§ **Set task**: Copy out all of the material, matching it word for word.

§ **Records**:
%%
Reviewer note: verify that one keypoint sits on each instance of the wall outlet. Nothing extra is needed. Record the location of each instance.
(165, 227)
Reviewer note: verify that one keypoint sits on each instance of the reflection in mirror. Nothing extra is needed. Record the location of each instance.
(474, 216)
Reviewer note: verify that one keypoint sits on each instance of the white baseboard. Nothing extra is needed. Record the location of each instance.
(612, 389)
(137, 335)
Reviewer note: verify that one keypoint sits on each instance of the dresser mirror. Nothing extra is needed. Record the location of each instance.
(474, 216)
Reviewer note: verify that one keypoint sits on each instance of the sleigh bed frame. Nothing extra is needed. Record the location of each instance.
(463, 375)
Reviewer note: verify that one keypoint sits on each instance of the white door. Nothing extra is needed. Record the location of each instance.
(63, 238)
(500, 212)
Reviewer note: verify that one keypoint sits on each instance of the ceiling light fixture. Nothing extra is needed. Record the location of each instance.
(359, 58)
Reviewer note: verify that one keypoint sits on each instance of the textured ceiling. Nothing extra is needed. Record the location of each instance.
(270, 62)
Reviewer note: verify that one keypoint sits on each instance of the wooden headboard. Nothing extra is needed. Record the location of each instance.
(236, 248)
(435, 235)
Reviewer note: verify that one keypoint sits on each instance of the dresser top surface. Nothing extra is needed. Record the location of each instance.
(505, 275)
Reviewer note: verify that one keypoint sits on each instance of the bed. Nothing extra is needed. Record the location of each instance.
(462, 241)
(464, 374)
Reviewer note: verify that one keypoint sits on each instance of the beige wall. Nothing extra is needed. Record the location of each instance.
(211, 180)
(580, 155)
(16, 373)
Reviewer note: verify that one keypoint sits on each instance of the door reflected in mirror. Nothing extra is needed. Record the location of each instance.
%%
§ **Final result**:
Reviewer note: verify that one keypoint sits on each instance of the wall outlet. Nothing extra is needed. Record the location of each instance.
(165, 227)
Reviewer note: verify that one keypoint sits on each instance of the reflection in mirror. Nothing extra is needed. Record the location of each instance.
(474, 216)
Reviewer note: verify that one keypoint sits on each instance of the white baseboard. Nothing extra is needed. Record the location of each instance.
(612, 389)
(137, 335)
Reviewer note: verify that one keypoint sits on each instance of the dresser mirror. Nothing extra is needed. Record the location of each instance.
(474, 216)
Reviewer note: verify that one keypoint sits on each instance of the sleigh bed frame. Nothing extra is needed. Record the location of each instance.
(463, 375)
Reviewer note: verify that one keypoint sits on each instance of the white door. Nothing extra is needed. Record the location of each instance.
(63, 238)
(500, 212)
Reviewer note: verify that one keypoint sits on each instance of the ceiling light fixture. Nothing extra is needed. Record the location of each instance.
(359, 58)
Reviewer note: verify that one keypoint sits on each instance of the textured ceiling. Nothing extra is needed. Record the location of each instance.
(270, 62)
Reviewer note: verify that one keypoint sits on each instance of the wooden headboard. Nothing extra is needed. Record the location of each instance.
(236, 248)
(435, 235)
Reviewer note: verify that one keypoint sits on each instance of the dresser top surface. Nothing extra is needed. Record the location of each instance.
(505, 275)
Reviewer note: verify that one keypoint sits on each instance of the bed. Nothing extra is needed. Record the location of each instance.
(462, 241)
(464, 374)
Reviewer note: verify that one keypoint sits on each instance of the beige wall. Nothing extra is needed. Record the location of each instance.
(211, 180)
(580, 155)
(16, 373)
Reviewer note: verify that one keypoint sits on each instance of the door reflected in mirror. Nothing extra is needed. Record the location of each instance.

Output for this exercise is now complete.